● **Exercise directions**:
In the text about the Santa Ana winds, in which town and state do Aunt Annette and Uncle Paul still lack power?

>> Begin Text shown

Humidity is at zero degrees. The wind rattled and snapped the window shades all night. Sirens wail in the distance. This repost from 11/2/11 sums it up:
“There was a desert wind blowing that night. It was one of those hot dry Santa Anas that come down through the mountain passes and curl your hair and make your nerves jump and your skin itch.”
— Raymond Chandler, “Red Wind”
Aunt Annette and Uncle Paul in Chicopee, Massachusetts, still don’t have power on after that freak snowstorm blindsided the East Coast in late October. Here in Los Angeles nothing so devastating has occurred weatherwise, but this morning the Santa Ana winds did arrive, making this the kind of day where ions are so active and static electricity so intense you don’t dare pet a cat. Our house is divided over these seasonal winds, with the breakdown in approval/disapproval generally falling along skin types. Oily skins love it. The sailor in the house loves it. And robust nervous systems usually have no quarrel with these winds blowing out of the cooling high deserts, but the Santa Anas have been notoriously to blame for all manner of calamities and crimes, as Joan Didion explains in this quote from “Los Angeles Notebook.”

>> End Text shown
>> Begin Provided material

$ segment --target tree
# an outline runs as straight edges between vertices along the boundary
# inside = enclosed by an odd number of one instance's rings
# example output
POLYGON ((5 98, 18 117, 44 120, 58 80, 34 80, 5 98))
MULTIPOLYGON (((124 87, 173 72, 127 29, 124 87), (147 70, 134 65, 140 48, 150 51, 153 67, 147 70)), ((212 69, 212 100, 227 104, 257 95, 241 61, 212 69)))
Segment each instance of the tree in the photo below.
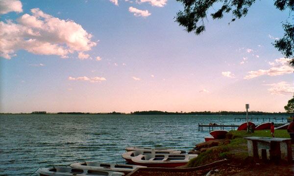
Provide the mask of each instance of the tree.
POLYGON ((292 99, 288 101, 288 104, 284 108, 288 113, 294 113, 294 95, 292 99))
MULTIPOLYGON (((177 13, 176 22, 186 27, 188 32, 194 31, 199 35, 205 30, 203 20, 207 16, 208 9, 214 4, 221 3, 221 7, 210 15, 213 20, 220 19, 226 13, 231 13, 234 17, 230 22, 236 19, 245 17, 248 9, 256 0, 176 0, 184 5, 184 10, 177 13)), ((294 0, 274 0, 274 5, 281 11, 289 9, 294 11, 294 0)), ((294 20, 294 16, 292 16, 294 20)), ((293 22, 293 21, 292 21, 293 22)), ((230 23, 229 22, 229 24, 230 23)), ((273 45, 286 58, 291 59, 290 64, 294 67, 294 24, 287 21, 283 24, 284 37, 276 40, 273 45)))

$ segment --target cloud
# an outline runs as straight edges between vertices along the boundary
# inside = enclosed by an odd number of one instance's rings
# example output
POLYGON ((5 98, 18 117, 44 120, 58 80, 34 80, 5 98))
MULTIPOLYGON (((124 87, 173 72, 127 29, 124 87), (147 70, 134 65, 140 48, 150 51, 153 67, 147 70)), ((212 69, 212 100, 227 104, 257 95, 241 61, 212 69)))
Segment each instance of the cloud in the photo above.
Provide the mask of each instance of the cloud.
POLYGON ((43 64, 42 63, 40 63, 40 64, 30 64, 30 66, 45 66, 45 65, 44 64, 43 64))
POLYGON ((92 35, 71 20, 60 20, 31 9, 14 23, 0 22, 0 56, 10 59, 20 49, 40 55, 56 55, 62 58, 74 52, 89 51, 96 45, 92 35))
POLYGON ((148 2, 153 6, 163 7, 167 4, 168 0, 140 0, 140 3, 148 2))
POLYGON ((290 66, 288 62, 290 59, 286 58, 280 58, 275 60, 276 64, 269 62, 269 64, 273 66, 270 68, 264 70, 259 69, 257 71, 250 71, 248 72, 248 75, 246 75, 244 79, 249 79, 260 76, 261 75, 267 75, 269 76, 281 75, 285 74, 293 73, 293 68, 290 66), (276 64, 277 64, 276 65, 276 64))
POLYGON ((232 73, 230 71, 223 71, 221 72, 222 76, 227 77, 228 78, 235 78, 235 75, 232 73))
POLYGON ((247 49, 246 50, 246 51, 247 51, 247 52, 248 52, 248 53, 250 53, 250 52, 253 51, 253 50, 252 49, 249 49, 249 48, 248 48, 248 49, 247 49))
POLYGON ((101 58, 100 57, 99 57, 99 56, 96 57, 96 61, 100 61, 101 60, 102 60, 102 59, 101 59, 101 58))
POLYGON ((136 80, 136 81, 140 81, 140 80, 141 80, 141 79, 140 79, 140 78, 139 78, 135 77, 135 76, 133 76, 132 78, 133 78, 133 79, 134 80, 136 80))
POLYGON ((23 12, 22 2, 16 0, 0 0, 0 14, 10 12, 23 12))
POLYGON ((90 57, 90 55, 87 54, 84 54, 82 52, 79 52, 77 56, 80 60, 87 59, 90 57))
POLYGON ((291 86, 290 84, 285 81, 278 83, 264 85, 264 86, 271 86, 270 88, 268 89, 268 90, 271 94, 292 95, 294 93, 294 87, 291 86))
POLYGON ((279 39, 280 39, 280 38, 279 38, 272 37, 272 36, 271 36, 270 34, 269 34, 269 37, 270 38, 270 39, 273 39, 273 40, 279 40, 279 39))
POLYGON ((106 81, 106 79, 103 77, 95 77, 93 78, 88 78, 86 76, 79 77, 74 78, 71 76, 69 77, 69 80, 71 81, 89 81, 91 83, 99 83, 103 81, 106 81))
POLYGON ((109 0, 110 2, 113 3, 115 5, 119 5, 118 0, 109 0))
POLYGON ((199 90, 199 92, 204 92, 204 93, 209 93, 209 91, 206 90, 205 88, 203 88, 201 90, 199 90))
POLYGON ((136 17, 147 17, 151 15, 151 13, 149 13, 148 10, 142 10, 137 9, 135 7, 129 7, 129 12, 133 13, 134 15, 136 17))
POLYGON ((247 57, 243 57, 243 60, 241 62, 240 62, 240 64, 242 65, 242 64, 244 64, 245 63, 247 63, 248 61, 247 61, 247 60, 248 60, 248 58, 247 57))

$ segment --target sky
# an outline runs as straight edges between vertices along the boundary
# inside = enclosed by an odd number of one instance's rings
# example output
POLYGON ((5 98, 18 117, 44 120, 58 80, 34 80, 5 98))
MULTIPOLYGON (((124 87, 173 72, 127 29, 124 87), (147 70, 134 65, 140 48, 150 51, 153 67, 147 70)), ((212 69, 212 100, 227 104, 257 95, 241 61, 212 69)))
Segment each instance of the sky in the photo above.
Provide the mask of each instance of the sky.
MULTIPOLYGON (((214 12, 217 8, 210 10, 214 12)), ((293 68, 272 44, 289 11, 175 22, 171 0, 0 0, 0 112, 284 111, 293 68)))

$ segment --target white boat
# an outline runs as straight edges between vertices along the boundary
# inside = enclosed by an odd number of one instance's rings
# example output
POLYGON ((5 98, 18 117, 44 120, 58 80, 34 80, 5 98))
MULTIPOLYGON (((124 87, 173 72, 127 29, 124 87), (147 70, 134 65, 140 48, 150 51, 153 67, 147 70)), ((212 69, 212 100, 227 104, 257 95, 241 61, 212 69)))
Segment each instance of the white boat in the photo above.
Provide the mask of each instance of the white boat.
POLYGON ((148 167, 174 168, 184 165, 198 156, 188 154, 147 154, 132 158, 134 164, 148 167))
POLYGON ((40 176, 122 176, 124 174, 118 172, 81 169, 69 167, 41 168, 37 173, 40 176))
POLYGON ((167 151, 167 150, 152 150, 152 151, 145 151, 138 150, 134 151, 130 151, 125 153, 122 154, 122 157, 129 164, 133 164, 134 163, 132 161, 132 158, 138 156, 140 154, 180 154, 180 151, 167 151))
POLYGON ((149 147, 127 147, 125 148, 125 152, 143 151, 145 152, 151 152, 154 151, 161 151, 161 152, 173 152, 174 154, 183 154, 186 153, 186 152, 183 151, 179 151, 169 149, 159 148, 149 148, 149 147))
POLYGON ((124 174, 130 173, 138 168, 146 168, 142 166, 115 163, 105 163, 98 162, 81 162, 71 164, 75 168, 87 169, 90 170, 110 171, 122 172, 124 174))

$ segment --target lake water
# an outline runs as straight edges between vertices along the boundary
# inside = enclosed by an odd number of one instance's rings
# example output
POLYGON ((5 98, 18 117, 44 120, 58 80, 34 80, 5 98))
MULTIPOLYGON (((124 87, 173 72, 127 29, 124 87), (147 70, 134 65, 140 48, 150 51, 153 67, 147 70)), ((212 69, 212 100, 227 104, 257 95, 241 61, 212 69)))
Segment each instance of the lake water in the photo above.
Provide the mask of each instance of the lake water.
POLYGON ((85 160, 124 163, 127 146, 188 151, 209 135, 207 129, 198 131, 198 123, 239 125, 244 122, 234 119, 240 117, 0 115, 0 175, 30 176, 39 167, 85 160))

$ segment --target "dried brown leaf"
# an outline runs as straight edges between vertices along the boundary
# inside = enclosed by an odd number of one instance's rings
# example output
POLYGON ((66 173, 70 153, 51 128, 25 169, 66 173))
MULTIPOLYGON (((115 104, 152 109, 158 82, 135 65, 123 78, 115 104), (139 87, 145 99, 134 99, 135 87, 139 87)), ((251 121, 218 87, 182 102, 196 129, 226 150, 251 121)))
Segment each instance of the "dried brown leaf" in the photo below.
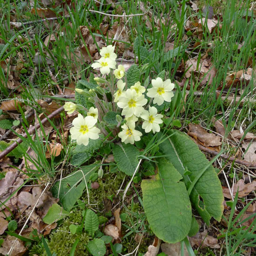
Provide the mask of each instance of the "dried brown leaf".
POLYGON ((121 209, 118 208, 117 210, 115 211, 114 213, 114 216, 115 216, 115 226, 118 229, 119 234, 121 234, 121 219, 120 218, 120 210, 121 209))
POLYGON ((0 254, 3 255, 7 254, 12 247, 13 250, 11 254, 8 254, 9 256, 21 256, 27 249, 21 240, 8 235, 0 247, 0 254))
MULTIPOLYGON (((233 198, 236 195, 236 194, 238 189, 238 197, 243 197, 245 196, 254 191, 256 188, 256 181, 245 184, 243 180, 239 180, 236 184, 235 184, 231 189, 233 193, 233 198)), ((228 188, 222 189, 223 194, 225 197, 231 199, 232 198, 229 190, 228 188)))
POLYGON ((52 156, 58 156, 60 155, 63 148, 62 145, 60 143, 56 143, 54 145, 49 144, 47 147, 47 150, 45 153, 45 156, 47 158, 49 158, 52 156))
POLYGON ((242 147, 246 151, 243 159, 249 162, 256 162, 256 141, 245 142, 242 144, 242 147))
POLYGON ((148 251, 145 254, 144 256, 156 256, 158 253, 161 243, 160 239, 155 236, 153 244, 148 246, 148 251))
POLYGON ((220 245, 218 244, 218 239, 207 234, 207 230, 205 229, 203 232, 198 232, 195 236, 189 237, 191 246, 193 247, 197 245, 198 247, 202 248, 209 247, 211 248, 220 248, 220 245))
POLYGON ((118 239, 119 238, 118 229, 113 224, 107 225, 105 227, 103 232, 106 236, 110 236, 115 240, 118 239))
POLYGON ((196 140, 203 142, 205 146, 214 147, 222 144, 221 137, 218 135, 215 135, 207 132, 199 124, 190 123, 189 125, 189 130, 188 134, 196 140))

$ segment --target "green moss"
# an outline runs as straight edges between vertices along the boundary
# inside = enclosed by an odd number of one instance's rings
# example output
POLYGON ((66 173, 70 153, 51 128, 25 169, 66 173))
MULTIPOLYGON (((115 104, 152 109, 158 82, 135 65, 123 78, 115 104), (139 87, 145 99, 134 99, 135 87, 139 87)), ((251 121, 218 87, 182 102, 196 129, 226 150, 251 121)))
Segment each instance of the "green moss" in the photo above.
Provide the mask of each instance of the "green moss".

>> End Provided material
>> Begin Provided material

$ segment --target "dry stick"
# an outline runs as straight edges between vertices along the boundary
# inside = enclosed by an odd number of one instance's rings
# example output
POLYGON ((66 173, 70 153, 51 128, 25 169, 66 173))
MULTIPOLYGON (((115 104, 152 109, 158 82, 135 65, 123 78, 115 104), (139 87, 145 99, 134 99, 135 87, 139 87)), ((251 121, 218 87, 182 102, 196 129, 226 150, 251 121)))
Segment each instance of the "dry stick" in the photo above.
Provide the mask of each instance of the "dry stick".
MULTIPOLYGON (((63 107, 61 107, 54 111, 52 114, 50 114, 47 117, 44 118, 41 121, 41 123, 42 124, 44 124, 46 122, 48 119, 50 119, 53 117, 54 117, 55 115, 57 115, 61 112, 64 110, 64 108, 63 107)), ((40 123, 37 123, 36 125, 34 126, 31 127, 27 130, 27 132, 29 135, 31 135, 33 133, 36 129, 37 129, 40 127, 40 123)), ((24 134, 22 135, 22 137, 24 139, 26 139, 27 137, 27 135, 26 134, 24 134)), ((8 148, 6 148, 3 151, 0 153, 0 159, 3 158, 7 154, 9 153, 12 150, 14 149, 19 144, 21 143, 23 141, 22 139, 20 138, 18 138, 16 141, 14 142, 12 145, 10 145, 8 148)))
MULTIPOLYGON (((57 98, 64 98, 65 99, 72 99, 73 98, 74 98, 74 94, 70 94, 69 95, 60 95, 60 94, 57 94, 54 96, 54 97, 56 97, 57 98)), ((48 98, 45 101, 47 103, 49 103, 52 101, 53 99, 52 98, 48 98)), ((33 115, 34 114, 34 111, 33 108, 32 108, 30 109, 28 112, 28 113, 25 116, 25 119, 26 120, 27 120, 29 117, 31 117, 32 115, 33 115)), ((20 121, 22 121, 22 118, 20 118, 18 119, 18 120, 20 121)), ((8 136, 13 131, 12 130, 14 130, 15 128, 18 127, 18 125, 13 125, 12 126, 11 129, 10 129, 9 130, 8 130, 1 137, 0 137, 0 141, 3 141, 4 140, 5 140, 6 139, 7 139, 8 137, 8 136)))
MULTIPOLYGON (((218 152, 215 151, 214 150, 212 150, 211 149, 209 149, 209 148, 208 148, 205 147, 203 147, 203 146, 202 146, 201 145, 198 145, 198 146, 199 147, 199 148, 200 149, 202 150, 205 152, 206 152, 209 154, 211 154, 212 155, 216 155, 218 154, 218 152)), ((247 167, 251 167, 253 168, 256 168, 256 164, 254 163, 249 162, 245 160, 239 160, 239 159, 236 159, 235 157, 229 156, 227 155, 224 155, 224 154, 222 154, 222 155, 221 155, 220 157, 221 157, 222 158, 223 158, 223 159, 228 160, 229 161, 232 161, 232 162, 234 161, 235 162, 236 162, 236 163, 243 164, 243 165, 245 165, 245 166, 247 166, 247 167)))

>> End Provided material

● **Exercise answer**:
Chicopee, Massachusetts